▶ **EXCERPTED PASSAGE**
● ● ● ● ●

Breaking the Silence Photo Exhibit Tours U.S.

breaking the silence photo exhibit poster
Breaking the Silence, the Israeli anti-Occupation group composed of IDF veterans, is sponsoring a photo exhibition in Philadelphia and Boston. It consists of photographs shot by active duty IDF troops during their service in Hebron. The shots run the gamut from the most banal to the most deeply disturbing. They all document what it is like to defend a tiny Jewish settler minority from the massively larger native Palestinian population. There is boredom, insults, play, fellowship, hate and fear inscribed in every image.

● ● ● ● ●

▶ **INFORMATION SUPPLIED**
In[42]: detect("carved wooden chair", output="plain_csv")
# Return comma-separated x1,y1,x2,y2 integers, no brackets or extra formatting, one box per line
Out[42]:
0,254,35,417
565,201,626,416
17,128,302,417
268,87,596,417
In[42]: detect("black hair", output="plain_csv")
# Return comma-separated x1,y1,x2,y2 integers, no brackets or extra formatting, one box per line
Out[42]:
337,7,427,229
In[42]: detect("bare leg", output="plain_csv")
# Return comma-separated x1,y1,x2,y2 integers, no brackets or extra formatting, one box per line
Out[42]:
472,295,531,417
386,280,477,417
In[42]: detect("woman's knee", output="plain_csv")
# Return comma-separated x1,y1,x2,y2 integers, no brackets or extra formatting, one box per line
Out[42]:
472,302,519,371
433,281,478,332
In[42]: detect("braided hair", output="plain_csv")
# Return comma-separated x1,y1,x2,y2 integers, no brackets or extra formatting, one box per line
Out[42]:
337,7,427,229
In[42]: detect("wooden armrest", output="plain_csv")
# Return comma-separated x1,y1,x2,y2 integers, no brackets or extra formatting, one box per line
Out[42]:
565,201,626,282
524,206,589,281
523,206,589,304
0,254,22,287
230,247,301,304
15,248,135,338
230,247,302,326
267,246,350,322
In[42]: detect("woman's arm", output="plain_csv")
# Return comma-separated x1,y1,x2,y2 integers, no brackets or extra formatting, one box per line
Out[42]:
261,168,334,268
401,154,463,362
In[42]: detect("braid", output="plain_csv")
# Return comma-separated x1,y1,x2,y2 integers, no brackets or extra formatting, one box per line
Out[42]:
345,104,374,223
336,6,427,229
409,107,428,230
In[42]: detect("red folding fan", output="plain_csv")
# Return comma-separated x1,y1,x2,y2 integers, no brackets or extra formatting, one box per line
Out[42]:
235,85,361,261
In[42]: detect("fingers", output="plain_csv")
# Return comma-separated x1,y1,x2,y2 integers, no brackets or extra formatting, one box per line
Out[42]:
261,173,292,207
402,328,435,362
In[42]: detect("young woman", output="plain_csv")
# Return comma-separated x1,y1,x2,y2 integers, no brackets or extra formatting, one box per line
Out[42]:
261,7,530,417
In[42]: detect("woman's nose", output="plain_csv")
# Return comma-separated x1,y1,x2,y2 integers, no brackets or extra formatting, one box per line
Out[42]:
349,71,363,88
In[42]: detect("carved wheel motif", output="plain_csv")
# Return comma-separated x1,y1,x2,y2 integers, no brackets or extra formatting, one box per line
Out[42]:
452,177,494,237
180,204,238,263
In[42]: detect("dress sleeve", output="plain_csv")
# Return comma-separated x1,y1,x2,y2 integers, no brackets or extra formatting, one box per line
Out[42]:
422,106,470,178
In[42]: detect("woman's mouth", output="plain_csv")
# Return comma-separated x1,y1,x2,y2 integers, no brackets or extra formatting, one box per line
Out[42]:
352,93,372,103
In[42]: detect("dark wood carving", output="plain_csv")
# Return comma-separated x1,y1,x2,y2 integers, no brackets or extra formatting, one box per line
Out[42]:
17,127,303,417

● ● ● ● ●

▶ **PROBLEM DESCRIPTION**
Please answer from the photo exhibit article: during their service in which city did the active duty IDF troops shoot the photographs?

▶ **TASK RESPONSE**
Hebron